*EXTRAIT DU DOCUMENT*.
□ □ □ □ □
Cette politique de reprise en main des ressources naturelles s’inscrit dans une rupture diplomatique plus large avec l’ancienne puissance coloniale. Les militaires au pouvoir depuis le coup d’État de juillet 2023 ne cachent pas leur volonté de se tourner vers de nouveaux partenaires stratégiques. Moscou a déclaré en juillet sa volonté d’exploiter l’uranium nigérien, tandis que des informations non confirmées évoquent des négociations avec le géant russe Rosatom pour la vente du stock d’Arlit.
Des enjeux économiques et stratégiques colossaux
Les chiffres donnent le vertige dans ce conflit de l’uranium africain. Environ 1500 tonnes d’uranium seraient entreposées sur le site d’Arlit, représentant une valeur marchande estimée à 270 millions de dollars Lenergeek au prix spot actuel. Pour le Niger, septième producteur mondial qui fournit 4,7% de la production mondiale d’uranium naturel, ces ressources constituent un levier économique crucial dans un contexte de sanctions internationales et d’isolement diplomatique croissant.
Pour Orano et la France, la perte est stratégique autant que financière. En premier lieu, l’uranium disponible dans la mine a été produit alors que les investissements étaient réalisés par Orano; qui souhaite donc que le fruit de la vente lui revienne en partie. En outre, le groupe, détenu à plus de 90% par l’État français, a vu s’envoler plus de cinquante ans de présence industrielle au Sahel. Le Niger assurait jusqu’à 15% de l’approvisionnement en uranium de la France avant 2023, une source désormais tarie qui oblige Paris à diversifier en urgence ses approvisionnements vers le Kazakhstan, le Canada et la Mongolie pour alimenter son parc nucléaire qui produit 70% de l’électricité nationale.
□ □ □ □ □
*DONNÉES CI-DESSOUS*.
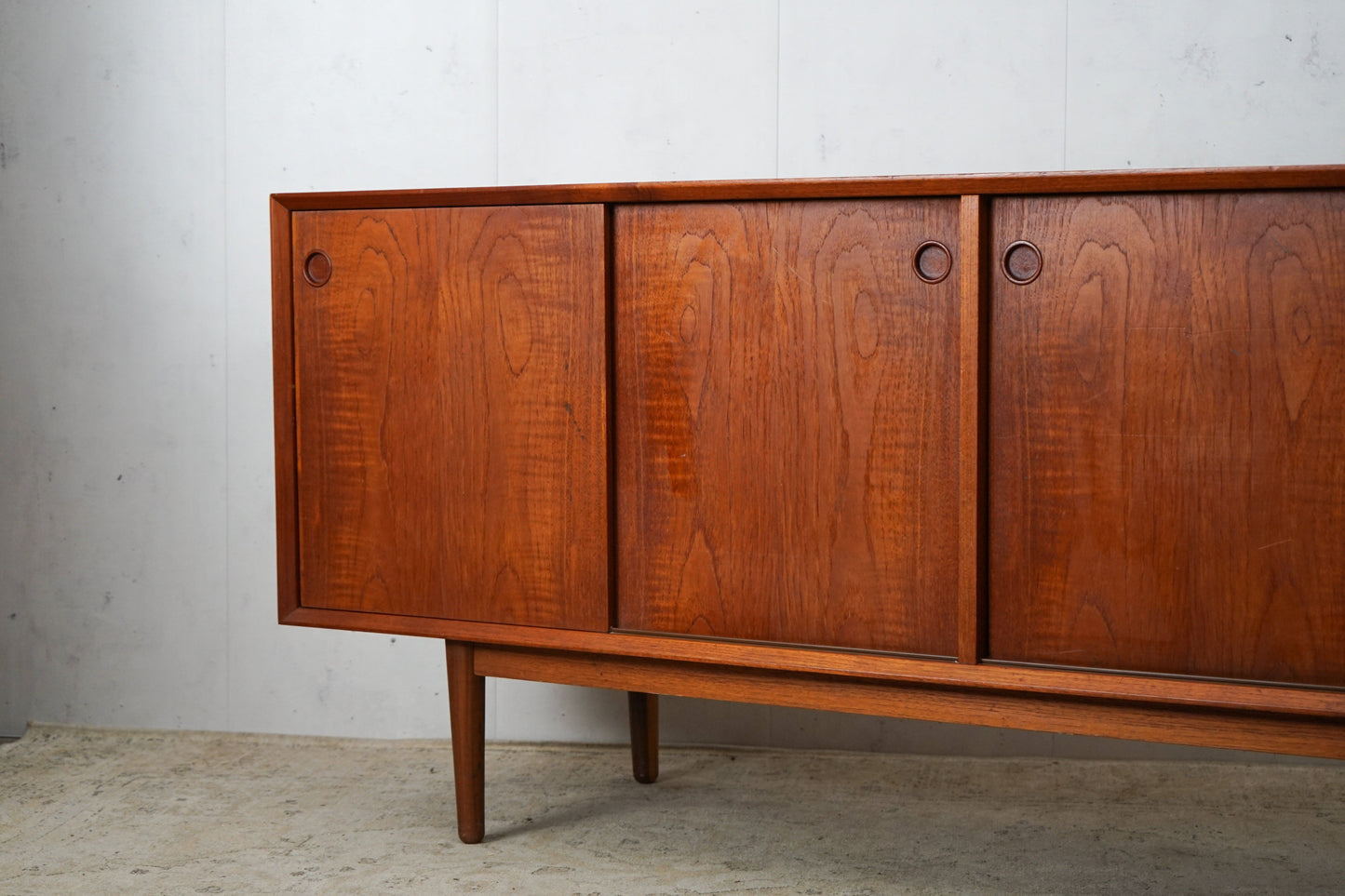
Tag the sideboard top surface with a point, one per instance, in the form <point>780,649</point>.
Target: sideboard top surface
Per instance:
<point>1076,181</point>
□ □ □ □ □
*CONSIGNE*.
Dans l'extrait du document, réécrivez sous forme de liste le paragraphe qui commence par « Pour Orano et la France » en conservant ses faits principaux.

*VOTRE SOLUTION*.
- Pour Orano et la France, la perte est à la fois stratégique et financière.
- L'uranium disponible dans la mine a été produit grâce aux investissements d'Orano, qui souhaite donc récupérer une partie du fruit de sa vente.
- Le groupe, détenu à plus de 90 % par l'État français, a perdu plus de cinquante ans de présence industrielle au Sahel.
- Avant 2023, le Niger assurait jusqu'à 15 % de l'approvisionnement en uranium de la France. Cette source est désormais tarie.
- Paris doit donc diversifier en urgence ses approvisionnements vers le Kazakhstan, le Canada et la Mongolie pour alimenter son parc nucléaire, qui produit 70 % de l'électricité nationale.